= Görevler =
A: Sema Güral Sürmeli hakkındaki metnin "Ritim grubu hayali" ifadesinden başlayıp "30 kişilik ekiple." ifadesine kadar (bu ifade dahil) olan kısmını yeniden yazın ve "perküsyon" yerine "davul" getirin.
B: Sema Güral Sürmeli hakkındaki metni kaldığı yerden alıp sürdürün.

İhracatta kadın gücü

Dökülmeyen kahve fincanı

Piyasaya yeni ürünler sunmaya çalıştıklarını dile getiren Sürmeli, bunlardan birinin de dökülmeyen kahve fincanı olduğunu kaydetti. Yeni bir ürün olmasına rağmen yurtdışından ödül aldığını kaydeden Sürmeli şunları kaydetti:

“Bu uçak ve araba yolculuklarının yanı sıra el titremesinin yoğun olduğu kişiler için faydalı bir ürün olacak. Fincanı 30 dereceden fazla bile eğseniz içindeki kahve dökülmüyor. Bir de bebekler için porselenden özel tencereler üretildi. Bunun yanında ihtiyaçlara yönelik de çalıştık. 12 kişilik takımlar yerine artık 4-6 kişilik takımlar üretmeye başladık.”

Haberin Devamı

İhracatta kadın gücü

Ritim grubu hayali gerçek oldu

Sema Güral Sürmeli geçen hafta bir hayalini de gerçekleştirdi. Geri dönüşüm kovalarından ve porselen vazolardan oluşan perküsyon setini çaldı. Hem de üst düzey çalışanların da olduğu 30 kişilik ekiple.

İzlerken patron Sürmeli’nin önce sahnede olduğunu farketmedim. Herkes tek kıyafet olarak siyah giyinmişti. Türk Bayrağını sallamaya başladığı anda farkettim patron Sema Güral Sürmeli’nin orada olduğunu.

Kısa sürede bu kadar güzel bir uyum olacağını dinlemesem inanamazdım. 1.5 aylık hazırlıkla sahne almış ekip.

= Sağlanan materyal =
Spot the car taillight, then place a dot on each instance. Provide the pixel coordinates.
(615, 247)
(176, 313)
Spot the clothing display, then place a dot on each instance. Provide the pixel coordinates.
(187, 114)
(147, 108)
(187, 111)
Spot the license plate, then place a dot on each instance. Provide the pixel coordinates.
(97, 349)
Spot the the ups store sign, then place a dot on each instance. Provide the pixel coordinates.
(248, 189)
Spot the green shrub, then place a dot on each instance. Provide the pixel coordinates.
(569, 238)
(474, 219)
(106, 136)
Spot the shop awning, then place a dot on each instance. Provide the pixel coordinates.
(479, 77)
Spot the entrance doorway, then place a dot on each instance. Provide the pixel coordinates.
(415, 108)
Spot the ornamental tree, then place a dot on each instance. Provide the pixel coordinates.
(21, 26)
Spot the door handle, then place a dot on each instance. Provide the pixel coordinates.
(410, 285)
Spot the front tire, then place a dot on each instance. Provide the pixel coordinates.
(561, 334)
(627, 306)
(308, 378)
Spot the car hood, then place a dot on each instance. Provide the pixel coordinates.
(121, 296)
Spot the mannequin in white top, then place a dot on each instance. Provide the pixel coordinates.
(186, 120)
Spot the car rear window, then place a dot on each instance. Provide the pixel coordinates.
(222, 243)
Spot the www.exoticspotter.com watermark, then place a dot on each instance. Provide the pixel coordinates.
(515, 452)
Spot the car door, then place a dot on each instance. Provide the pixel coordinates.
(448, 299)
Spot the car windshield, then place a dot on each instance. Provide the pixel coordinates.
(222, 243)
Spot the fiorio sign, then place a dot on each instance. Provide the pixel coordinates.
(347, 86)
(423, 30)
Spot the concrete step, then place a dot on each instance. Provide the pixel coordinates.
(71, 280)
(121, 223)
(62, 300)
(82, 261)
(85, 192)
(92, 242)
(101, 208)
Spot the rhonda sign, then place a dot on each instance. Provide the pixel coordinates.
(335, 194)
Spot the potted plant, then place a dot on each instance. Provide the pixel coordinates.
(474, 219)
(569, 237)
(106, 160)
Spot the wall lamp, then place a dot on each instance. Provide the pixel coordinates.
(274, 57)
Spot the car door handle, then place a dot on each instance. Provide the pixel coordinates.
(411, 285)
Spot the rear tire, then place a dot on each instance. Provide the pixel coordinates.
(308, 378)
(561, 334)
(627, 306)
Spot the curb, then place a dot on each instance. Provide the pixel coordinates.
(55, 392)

...

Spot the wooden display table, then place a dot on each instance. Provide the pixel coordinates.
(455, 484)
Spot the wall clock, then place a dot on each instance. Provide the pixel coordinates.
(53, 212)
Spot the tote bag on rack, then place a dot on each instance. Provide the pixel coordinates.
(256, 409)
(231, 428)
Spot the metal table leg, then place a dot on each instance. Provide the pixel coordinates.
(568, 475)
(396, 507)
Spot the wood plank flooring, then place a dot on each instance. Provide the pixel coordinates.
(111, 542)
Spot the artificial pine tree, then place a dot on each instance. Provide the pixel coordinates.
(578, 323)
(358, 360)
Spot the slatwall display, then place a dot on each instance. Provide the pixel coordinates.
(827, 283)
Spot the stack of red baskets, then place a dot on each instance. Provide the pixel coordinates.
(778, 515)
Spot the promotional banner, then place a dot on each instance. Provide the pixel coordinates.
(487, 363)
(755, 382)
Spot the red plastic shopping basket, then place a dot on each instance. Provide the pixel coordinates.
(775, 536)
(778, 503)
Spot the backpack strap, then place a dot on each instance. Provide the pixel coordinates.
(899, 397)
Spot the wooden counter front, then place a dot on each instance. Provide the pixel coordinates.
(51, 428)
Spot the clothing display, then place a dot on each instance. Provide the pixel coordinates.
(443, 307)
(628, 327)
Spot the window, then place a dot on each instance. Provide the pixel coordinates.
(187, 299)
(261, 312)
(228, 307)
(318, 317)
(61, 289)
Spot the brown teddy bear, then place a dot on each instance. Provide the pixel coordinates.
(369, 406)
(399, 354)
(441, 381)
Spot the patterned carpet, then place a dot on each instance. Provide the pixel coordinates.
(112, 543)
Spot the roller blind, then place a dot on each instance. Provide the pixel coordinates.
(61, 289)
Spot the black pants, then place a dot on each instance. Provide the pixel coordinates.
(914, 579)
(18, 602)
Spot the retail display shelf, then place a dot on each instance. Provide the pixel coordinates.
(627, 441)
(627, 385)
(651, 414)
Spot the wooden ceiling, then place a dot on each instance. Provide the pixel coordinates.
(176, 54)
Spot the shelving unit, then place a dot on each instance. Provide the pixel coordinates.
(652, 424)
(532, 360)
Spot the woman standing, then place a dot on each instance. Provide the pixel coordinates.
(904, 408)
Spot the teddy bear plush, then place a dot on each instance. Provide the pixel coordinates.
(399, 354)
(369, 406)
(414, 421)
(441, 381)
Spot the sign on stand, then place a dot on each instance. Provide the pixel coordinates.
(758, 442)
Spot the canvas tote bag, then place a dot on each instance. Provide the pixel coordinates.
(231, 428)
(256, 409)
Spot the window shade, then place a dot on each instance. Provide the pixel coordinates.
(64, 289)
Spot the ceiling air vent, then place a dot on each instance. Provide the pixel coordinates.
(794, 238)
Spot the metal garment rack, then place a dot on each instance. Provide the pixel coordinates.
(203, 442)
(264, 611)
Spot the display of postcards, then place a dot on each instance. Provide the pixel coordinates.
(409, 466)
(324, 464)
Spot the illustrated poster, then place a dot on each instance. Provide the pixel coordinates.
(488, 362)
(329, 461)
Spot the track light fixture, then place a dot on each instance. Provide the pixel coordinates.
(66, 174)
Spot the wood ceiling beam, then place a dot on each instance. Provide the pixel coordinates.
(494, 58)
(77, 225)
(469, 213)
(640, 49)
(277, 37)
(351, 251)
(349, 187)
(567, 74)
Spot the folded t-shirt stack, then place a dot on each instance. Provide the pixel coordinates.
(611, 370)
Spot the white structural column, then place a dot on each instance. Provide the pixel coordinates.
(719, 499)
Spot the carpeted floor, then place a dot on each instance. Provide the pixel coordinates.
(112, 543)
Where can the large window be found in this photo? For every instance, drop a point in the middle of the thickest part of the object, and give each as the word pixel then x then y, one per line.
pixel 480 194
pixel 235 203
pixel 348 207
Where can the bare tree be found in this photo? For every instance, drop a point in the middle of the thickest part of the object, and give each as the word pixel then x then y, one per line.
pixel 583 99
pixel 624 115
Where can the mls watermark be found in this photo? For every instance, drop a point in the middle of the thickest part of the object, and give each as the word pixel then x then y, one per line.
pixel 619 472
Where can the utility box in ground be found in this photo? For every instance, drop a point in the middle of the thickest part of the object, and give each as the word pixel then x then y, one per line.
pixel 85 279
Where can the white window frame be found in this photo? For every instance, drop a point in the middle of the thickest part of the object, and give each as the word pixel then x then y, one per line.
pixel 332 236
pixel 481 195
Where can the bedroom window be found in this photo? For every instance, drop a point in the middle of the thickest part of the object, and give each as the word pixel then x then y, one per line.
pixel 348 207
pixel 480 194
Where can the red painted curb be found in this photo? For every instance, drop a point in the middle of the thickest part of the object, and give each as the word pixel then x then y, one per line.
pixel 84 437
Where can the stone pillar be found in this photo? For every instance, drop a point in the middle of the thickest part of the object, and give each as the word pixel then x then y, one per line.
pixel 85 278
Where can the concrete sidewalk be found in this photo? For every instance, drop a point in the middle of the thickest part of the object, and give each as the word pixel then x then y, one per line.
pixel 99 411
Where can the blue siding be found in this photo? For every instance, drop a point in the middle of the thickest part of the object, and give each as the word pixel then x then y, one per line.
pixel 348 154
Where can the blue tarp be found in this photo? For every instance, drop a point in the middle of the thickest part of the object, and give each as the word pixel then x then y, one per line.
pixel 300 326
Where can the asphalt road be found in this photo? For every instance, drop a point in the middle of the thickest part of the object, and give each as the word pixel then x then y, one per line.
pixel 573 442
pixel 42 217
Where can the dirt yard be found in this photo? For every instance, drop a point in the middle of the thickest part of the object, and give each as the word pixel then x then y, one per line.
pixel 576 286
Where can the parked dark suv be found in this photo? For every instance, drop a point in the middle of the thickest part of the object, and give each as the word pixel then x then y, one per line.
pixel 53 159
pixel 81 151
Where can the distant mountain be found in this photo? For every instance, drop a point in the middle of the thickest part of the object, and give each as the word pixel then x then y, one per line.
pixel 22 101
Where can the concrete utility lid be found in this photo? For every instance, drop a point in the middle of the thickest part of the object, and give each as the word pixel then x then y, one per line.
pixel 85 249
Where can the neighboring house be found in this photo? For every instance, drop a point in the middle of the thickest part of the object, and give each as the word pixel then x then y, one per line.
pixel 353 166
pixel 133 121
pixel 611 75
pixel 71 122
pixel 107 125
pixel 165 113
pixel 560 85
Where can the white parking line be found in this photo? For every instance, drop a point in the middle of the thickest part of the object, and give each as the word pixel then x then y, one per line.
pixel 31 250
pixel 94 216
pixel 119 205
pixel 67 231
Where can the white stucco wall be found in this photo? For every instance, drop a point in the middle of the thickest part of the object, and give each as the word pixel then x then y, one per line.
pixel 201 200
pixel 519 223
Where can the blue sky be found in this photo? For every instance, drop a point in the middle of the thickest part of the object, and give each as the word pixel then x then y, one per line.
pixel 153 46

= Sonuçlar =
A:
Ritim grubu hayali gerçek oldu

Sema Güral Sürmeli geçen hafta bir hayalini de gerçekleştirdi. Geri dönüşüm kovalarından ve porselen vazolardan oluşan davul setini çaldı. Hem de üst düzey çalışanların da olduğu 30 kişilik ekiple.

B:
Baba Nafi Güral ve anne Gülsüm Güral mutluluk gözyaşlarıyla izledi kızı Sema’yı. Kardeşleri Erkan Güral, Hediye Güral Gür ve Gülden Güral da yanındaydı Sema Sürmeli’nin.

Bu kadar kısa sürede nasıl böyle bir grup oluşturduklarını sorunca şunları söyledi Sema Güral Sürmeli:

“Çok uzun yıllardır böyle bir hayalim vardı. Ben değil, biz olarak takım ruhuyla ortaya çıkacak bir işi çok arzu ediyordum. Aniden tüm personelimize mail attık ve bir ritim grubu kurmaya karar verdiğimizi duyurduk.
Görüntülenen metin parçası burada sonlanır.